== Data for this task ==
========================================================================
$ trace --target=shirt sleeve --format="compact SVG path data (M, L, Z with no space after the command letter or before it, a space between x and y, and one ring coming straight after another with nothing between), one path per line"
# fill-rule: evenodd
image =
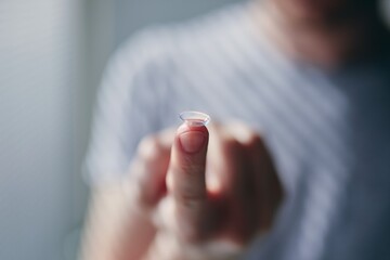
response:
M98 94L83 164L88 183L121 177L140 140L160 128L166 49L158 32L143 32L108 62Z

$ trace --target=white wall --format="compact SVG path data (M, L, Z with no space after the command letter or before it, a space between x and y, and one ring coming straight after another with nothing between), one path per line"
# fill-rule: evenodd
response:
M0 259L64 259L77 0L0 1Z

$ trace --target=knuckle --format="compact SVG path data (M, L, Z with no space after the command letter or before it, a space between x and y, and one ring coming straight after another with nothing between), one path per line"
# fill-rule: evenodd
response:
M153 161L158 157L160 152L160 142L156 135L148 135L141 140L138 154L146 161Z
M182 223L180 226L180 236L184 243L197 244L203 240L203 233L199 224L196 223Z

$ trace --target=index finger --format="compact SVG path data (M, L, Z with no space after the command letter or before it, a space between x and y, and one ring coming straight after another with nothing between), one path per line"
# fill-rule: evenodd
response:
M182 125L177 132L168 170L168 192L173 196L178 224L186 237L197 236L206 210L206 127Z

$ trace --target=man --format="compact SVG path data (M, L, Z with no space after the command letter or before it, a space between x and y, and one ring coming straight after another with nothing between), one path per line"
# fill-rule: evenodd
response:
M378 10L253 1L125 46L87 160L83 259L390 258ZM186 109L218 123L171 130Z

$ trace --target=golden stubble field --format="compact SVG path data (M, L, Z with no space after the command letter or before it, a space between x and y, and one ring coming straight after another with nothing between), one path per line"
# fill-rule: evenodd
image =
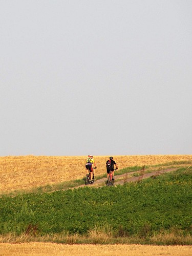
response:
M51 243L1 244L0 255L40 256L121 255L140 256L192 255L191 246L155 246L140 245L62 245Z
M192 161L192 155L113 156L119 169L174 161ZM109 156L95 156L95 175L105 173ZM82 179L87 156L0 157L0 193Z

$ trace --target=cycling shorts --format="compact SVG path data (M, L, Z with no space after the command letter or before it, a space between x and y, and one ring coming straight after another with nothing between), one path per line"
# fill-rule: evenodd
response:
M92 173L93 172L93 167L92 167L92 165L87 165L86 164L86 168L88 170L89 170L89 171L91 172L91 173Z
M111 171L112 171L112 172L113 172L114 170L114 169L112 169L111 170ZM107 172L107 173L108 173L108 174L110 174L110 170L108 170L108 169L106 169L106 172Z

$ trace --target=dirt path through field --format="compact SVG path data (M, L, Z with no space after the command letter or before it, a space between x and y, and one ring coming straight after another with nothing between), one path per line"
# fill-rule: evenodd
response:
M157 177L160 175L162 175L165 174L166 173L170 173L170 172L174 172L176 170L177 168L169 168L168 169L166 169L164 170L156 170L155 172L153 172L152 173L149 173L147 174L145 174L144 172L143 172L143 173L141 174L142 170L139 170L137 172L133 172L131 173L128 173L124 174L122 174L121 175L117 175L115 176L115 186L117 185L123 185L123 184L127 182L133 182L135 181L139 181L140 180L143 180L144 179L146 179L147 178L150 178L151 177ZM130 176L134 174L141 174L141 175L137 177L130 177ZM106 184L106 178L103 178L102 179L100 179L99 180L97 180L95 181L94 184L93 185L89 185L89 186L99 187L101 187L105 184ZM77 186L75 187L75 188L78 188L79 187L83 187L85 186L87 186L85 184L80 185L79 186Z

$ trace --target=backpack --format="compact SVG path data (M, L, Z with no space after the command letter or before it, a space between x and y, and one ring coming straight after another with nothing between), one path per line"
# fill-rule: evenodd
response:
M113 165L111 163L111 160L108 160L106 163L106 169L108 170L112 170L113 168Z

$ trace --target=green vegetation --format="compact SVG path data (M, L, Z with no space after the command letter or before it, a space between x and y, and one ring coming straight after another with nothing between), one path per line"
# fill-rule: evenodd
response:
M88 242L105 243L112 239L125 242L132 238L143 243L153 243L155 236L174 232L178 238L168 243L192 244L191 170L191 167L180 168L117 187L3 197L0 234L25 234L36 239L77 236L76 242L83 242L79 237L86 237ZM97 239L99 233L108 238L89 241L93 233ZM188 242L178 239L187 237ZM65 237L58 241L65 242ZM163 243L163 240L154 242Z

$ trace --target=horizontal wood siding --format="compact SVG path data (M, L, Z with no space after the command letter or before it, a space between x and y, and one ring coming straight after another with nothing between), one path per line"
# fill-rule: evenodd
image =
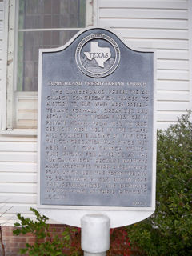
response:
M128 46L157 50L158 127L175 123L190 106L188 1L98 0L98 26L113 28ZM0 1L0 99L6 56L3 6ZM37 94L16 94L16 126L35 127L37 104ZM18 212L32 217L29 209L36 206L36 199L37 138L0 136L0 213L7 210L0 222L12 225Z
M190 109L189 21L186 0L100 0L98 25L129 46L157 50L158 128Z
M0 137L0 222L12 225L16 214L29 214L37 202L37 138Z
========================================================================
== Given problem ==
Output all of the records exactly as they appear above, but not the pictures.

== Output of the exercise ==
$ trace --target=shirt sleeve --format="compact SVG path data (M, L, Z with no space after the command letter or before it, a space between x and y, and one ring coming straight after another with nothing between), one path per line"
# fill-rule: evenodd
image =
response:
M98 94L83 164L88 183L121 177L140 140L160 128L166 49L158 32L143 32L108 62Z

$ trace --target=white wall --format="compact SVG path data (M, L, Z with no space after the command letter or before it, a space between x and y, and one ring coming straight after another with nothing between), one path per line"
# fill-rule: evenodd
response:
M0 259L64 259L77 0L0 1Z

$ trace --target=knuckle --format="compact SVG path data (M, L, Z with no space after the command letter or before it, a space between x and y, and one ring coming straight after another with nothing between), one path per line"
# fill-rule: evenodd
response:
M153 161L158 157L160 152L160 142L156 135L148 135L141 140L138 154L146 161Z
M182 223L180 226L180 236L184 243L197 244L203 240L203 233L199 224L196 223Z

$ trace --target=index finger --format="compact SVG path data (M, L, Z with no space after the command letter or before it, a space between x and y, and one ring coming straight after another with nothing between), one path per line"
# fill-rule: evenodd
response:
M182 125L177 132L168 170L168 192L173 196L178 224L186 237L197 236L206 210L206 127Z

$ trace --target=man --format="compact SVG path data (M, L, Z with no space after the command letter or before it, a space between x and y, and one ring coming straight after another with nothing between), one path per line"
# fill-rule: evenodd
response:
M378 10L253 1L125 46L87 160L83 259L390 258ZM186 109L218 123L171 130Z

$ trace --target=golden stubble field --format="compact SVG path data (M, L, Z with no space after the command letter or before it, a space between x and y, and one ring coming straight after another with nothing between), one path per line"
# fill-rule: evenodd
image =
response:
M51 243L1 244L0 255L40 256L121 255L140 256L192 255L191 246L155 246L140 245L62 245Z
M192 161L192 155L113 156L119 169L174 161ZM109 156L95 156L95 175L105 173ZM82 179L87 156L0 157L0 193Z

$ trace --target=cycling shorts --format="compact SVG path data (M, L, Z with no space after the command letter or before it, a space between x and y, and one ring coming straight after another with nothing between), one path per line"
# fill-rule: evenodd
response:
M92 173L93 172L93 167L92 167L92 165L87 165L86 164L86 168L88 170L89 170L89 171L91 172L91 173Z
M111 171L112 171L112 172L113 172L114 170L114 169L112 169L111 170ZM107 172L107 173L108 173L108 174L110 174L110 170L108 170L108 169L106 169L106 172Z

$ trace --target=dirt path through field --format="compact SVG path data (M, L, Z with no space after the command letter or before it, a space between x and y, and one ring coming straight after another with nothing between), one path per line"
# fill-rule: evenodd
response:
M157 177L160 175L162 175L165 174L166 173L170 173L170 172L174 172L176 170L177 168L169 168L168 169L166 169L164 170L156 170L155 172L153 172L152 173L149 173L147 174L145 174L144 172L143 172L143 173L141 174L142 170L139 170L137 172L133 172L131 173L128 173L124 174L122 174L121 175L117 175L115 176L115 186L117 185L123 185L123 184L127 182L133 182L135 181L139 181L140 180L143 180L144 179L146 179L147 178L150 178L151 177ZM130 176L134 174L141 174L141 175L137 177L130 177ZM106 184L106 178L103 178L102 179L100 179L99 180L97 180L95 181L94 184L93 185L89 185L89 186L99 187L101 187L105 184ZM77 186L75 187L75 188L78 188L79 187L83 187L85 186L87 186L85 184L80 185L79 186Z

$ trace --target=backpack --format="compact SVG path data (M, L, Z with no space after the command letter or before it, a space between x and y, and one ring coming straight after another with nothing between), one path per line"
# fill-rule: evenodd
response:
M113 165L111 163L111 160L108 160L106 163L106 169L108 170L112 170L113 168Z

$ trace --target=green vegetation --format="compact SVG path data (M, L, Z with no space after the command letter or before it, a space between x and y, and one ring coming straight after another with nothing between), one path per line"
# fill-rule: evenodd
response:
M88 242L105 243L112 239L125 242L132 238L143 243L153 243L155 236L174 232L178 238L168 243L192 244L191 170L191 167L180 168L117 187L3 197L0 234L25 234L36 239L77 236L76 242L83 242L79 237L86 237ZM97 239L99 233L108 238L89 241L93 233ZM188 242L178 239L187 237ZM65 237L58 241L65 242ZM163 243L163 240L154 242Z

$ trace --target=horizontal wood siding --format="compact SVG path data (M, L, Z with no space after the command letter or before it, a space between x and y, and one ring coming straight after another with nothing between), one path per line"
# fill-rule: evenodd
image =
response:
M128 46L157 50L158 127L175 123L190 106L188 1L98 0L98 26L113 28ZM0 1L0 99L6 56L3 6ZM37 94L16 94L16 126L35 127L37 104ZM18 212L32 217L29 209L36 206L36 199L37 138L0 136L0 213L7 210L0 222L12 225Z
M190 109L189 21L186 0L100 0L98 25L129 46L157 50L158 128Z
M0 137L0 222L12 225L16 214L29 214L37 202L37 138Z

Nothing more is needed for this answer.